Start of Block
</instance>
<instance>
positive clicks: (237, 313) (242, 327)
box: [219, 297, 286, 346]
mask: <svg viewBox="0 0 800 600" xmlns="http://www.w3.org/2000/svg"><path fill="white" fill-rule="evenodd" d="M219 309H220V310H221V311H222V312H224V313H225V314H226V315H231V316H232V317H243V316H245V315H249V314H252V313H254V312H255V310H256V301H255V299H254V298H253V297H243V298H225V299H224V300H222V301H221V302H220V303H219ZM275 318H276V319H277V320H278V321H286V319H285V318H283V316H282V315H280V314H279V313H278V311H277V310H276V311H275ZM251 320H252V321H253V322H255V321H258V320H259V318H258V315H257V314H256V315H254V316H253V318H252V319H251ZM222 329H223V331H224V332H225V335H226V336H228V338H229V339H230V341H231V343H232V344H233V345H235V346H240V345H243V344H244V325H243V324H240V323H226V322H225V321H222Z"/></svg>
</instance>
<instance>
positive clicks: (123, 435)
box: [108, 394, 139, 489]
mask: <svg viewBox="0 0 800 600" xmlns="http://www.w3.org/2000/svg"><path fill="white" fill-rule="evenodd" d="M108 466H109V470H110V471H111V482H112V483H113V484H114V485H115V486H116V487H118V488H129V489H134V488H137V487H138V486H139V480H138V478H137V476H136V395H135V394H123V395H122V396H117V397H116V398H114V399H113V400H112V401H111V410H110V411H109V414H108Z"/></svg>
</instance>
End of Block
**What the task asks**. In the answer, please give only the lines from the line containing "box: [219, 297, 286, 346]" through the final line of the data, copied exactly.

**Solution for this problem**.
box: [219, 297, 286, 346]
mask: <svg viewBox="0 0 800 600" xmlns="http://www.w3.org/2000/svg"><path fill="white" fill-rule="evenodd" d="M219 309H220V310H221V311H222V312H224V313H225V314H226V315H231V316H232V317H243V316H245V315H249V314H252V313H254V312H255V310H256V301H255V299H254V298H253V297H243V298H225V299H224V300H222V301H221V302H220V303H219ZM275 318H276V319H277V320H278V321H286V319H285V318H283V316H282V315H280V314H279V313H278V311H277V310H276V311H275ZM251 320H252V321H253V322H255V321H258V320H259V318H258V315H257V314H256V315H254V316H253V318H252V319H251ZM222 329H223V331H224V332H225V335H226V336H228V338H229V339H230V341H231V343H232V344H233V345H235V346H240V345H243V344H244V325H243V324H240V323H226V322H225V321H222Z"/></svg>
</instance>
<instance>
positive clicks: (123, 435)
box: [108, 394, 139, 489]
mask: <svg viewBox="0 0 800 600" xmlns="http://www.w3.org/2000/svg"><path fill="white" fill-rule="evenodd" d="M108 466H109V470H110V471H111V482H112V483H113V484H114V485H115V486H116V487H118V488H129V489H134V488H137V487H138V486H139V480H138V478H137V476H136V395H135V394H123V395H122V396H117V397H116V398H114V399H113V400H112V401H111V410H110V411H109V414H108Z"/></svg>
</instance>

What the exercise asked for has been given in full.